Task material

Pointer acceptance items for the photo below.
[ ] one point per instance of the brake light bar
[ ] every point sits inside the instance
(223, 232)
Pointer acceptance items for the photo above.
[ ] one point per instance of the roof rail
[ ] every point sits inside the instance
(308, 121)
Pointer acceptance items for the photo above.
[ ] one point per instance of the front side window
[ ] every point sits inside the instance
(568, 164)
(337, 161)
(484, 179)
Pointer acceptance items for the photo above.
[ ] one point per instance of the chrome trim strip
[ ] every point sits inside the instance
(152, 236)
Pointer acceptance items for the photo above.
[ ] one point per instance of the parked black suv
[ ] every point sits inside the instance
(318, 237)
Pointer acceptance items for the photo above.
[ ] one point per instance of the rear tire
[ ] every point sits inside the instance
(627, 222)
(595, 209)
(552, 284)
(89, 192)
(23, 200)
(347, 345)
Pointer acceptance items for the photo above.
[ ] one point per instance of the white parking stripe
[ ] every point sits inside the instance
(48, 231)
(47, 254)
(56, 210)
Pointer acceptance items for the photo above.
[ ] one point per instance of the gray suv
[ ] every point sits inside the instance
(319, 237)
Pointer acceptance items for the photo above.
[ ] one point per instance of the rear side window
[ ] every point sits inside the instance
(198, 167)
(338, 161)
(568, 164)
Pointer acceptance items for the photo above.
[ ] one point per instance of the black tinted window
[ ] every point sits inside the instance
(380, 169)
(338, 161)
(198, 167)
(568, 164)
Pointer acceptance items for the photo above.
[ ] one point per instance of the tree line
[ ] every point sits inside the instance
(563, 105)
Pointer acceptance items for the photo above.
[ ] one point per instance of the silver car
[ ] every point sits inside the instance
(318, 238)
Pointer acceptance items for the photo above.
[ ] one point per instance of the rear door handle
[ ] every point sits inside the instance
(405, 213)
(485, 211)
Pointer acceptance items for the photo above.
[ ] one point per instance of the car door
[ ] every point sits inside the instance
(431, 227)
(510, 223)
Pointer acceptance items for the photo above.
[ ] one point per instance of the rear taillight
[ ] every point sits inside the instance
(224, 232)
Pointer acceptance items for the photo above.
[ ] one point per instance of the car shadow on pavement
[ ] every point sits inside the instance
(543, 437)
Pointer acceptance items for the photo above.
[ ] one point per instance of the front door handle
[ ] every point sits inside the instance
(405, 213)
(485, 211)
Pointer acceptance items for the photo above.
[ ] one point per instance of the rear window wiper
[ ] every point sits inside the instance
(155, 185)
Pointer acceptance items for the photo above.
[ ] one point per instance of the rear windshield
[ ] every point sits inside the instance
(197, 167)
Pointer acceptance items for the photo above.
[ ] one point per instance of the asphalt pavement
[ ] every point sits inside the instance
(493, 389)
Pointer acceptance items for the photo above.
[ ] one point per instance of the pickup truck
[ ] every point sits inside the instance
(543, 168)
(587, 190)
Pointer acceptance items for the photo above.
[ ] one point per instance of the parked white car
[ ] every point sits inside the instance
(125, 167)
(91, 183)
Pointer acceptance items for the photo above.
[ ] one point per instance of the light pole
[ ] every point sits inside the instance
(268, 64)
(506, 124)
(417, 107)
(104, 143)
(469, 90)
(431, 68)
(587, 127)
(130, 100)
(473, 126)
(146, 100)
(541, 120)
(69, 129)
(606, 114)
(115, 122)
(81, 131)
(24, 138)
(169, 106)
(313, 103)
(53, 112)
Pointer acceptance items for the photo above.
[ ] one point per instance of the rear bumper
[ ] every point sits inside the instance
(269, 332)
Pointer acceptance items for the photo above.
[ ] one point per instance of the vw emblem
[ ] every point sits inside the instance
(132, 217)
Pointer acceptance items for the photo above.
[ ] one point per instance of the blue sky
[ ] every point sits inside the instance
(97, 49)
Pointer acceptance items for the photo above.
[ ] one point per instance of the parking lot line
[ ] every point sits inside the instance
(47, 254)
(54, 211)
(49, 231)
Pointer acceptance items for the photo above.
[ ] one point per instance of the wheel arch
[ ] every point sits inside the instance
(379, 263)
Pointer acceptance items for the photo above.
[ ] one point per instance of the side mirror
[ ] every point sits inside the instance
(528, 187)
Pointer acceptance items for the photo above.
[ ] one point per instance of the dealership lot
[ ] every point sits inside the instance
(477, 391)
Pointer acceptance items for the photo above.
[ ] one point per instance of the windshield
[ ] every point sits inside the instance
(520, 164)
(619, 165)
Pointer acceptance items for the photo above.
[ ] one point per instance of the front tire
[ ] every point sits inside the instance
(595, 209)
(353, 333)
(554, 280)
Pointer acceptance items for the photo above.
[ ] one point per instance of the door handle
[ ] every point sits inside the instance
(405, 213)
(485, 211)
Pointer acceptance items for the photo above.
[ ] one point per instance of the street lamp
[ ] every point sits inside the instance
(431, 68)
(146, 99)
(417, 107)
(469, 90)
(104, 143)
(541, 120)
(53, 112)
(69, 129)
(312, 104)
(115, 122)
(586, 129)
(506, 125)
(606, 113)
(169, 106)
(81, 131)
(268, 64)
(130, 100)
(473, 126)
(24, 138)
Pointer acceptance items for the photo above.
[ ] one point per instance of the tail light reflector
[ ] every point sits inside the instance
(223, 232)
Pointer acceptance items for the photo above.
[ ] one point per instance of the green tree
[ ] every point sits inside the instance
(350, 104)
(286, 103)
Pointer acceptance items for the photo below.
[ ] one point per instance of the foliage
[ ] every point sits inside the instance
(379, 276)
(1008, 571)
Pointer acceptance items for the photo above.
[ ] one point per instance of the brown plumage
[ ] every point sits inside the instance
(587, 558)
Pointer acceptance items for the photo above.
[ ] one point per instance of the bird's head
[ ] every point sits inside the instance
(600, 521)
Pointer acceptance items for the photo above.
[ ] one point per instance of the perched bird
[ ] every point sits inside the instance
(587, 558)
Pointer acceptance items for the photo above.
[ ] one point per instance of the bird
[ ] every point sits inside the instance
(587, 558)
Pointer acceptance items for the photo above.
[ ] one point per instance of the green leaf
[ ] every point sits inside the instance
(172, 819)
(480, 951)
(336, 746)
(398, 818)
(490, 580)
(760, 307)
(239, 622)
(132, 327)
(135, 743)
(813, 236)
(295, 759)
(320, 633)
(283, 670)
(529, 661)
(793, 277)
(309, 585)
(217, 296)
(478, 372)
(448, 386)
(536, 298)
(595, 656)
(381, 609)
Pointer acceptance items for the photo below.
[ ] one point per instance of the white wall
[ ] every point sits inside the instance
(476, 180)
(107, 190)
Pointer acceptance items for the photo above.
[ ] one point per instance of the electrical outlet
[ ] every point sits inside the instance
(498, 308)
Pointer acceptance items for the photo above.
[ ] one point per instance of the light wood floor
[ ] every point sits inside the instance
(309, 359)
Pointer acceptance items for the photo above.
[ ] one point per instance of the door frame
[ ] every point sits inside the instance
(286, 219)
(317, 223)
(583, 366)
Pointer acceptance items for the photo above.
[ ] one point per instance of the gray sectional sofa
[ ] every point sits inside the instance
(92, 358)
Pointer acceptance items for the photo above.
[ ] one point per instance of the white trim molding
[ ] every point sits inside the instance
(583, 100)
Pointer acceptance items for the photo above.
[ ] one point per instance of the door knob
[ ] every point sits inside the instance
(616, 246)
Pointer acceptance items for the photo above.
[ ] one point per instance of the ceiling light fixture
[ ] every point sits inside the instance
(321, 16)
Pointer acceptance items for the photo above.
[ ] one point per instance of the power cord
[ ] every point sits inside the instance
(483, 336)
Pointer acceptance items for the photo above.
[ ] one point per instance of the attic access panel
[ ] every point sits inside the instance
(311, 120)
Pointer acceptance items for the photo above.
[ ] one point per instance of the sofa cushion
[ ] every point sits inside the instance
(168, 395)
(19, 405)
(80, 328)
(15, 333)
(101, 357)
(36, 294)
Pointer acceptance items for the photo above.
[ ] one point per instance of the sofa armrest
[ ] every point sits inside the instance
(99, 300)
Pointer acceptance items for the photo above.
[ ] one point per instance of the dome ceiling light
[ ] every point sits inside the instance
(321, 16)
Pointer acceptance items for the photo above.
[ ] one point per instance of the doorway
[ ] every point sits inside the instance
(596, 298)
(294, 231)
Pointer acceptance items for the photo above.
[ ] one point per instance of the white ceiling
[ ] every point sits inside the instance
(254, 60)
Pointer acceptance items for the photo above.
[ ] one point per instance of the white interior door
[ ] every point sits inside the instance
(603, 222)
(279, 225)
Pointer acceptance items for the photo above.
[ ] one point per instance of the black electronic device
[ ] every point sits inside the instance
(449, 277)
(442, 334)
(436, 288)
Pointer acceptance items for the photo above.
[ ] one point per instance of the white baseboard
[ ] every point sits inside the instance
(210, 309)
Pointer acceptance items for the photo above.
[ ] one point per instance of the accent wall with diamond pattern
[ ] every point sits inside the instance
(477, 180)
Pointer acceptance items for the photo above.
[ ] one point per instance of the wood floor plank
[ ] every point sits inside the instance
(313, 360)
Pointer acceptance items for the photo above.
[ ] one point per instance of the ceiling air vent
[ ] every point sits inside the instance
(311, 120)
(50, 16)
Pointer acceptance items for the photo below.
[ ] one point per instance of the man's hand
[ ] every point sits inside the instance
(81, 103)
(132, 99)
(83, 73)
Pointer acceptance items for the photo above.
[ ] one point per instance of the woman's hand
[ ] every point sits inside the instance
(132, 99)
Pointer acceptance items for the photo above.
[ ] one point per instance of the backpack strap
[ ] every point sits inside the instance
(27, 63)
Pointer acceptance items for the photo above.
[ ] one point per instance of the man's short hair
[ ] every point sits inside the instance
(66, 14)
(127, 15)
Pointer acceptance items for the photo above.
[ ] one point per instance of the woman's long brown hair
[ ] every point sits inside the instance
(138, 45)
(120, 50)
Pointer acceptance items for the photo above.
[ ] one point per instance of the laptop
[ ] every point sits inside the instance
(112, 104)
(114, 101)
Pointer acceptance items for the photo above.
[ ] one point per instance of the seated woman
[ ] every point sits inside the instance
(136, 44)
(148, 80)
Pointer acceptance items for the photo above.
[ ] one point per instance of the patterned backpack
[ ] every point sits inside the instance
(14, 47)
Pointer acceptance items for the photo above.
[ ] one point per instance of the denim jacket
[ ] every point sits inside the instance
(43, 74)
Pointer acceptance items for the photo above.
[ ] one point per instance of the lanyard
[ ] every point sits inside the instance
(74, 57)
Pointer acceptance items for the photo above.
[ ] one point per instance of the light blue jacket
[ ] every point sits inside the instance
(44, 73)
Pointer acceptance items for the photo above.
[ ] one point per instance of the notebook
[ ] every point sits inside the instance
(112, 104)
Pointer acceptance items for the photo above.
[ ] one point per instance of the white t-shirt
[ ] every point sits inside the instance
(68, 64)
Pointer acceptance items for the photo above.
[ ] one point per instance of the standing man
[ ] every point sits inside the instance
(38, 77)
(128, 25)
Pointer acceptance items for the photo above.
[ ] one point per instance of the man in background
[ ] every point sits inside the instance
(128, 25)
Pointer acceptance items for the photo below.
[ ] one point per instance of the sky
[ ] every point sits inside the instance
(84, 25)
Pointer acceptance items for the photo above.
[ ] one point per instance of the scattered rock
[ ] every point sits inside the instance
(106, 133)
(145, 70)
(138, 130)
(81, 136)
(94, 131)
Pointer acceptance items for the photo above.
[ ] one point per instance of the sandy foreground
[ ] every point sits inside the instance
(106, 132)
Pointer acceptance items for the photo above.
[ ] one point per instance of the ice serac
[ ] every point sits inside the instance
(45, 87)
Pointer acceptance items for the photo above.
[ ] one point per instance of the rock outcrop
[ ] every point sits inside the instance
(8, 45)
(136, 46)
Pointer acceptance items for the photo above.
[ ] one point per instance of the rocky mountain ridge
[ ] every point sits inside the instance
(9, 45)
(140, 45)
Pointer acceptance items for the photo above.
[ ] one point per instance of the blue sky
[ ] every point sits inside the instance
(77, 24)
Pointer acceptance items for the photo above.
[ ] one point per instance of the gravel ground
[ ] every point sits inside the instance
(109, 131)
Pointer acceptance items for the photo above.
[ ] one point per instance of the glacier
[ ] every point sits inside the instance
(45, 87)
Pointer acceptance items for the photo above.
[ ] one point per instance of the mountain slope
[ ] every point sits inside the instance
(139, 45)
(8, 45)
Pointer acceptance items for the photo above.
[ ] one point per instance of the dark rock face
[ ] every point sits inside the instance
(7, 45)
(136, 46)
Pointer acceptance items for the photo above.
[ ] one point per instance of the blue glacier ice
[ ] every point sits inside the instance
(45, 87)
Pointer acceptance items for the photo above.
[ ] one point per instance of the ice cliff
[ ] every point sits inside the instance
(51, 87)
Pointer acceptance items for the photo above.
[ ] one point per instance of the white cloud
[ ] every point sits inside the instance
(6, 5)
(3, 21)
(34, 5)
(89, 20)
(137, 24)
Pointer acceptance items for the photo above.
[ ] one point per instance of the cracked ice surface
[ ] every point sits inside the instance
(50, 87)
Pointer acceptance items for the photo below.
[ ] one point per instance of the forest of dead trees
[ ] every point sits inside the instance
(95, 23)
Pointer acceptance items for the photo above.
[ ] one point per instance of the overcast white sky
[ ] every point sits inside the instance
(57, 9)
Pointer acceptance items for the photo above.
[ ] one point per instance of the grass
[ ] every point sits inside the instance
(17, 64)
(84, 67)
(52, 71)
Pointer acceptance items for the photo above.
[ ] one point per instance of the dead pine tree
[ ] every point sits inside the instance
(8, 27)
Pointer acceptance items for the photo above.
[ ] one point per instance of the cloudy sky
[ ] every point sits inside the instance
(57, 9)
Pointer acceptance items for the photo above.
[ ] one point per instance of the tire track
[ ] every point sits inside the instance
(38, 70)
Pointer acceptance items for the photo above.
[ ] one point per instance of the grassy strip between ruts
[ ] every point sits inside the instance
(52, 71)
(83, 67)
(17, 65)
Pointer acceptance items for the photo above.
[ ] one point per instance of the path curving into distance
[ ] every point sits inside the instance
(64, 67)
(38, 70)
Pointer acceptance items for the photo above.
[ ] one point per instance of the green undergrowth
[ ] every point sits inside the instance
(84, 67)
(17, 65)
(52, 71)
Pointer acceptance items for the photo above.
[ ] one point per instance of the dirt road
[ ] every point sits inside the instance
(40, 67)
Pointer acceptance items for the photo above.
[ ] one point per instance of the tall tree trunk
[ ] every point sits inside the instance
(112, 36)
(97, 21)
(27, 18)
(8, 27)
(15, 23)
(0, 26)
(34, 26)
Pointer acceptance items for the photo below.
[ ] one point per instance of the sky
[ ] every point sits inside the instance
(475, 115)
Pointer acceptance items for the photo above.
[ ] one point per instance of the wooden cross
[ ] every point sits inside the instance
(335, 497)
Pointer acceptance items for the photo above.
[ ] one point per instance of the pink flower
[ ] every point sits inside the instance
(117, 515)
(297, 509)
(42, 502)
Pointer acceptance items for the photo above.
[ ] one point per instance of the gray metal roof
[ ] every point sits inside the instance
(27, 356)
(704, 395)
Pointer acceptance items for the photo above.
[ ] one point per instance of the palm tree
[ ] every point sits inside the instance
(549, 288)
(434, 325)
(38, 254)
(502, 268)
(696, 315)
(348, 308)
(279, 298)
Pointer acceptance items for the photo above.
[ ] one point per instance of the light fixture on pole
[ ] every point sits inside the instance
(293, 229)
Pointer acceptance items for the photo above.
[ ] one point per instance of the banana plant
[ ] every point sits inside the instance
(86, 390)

Instructions to follow
Locate every line in the material above that contains the word "brown", and copy each of those lines in full.

Expected answer
[ ] one point per instance of the brown plumage
[ ] one point per instance of the woman's long brown hair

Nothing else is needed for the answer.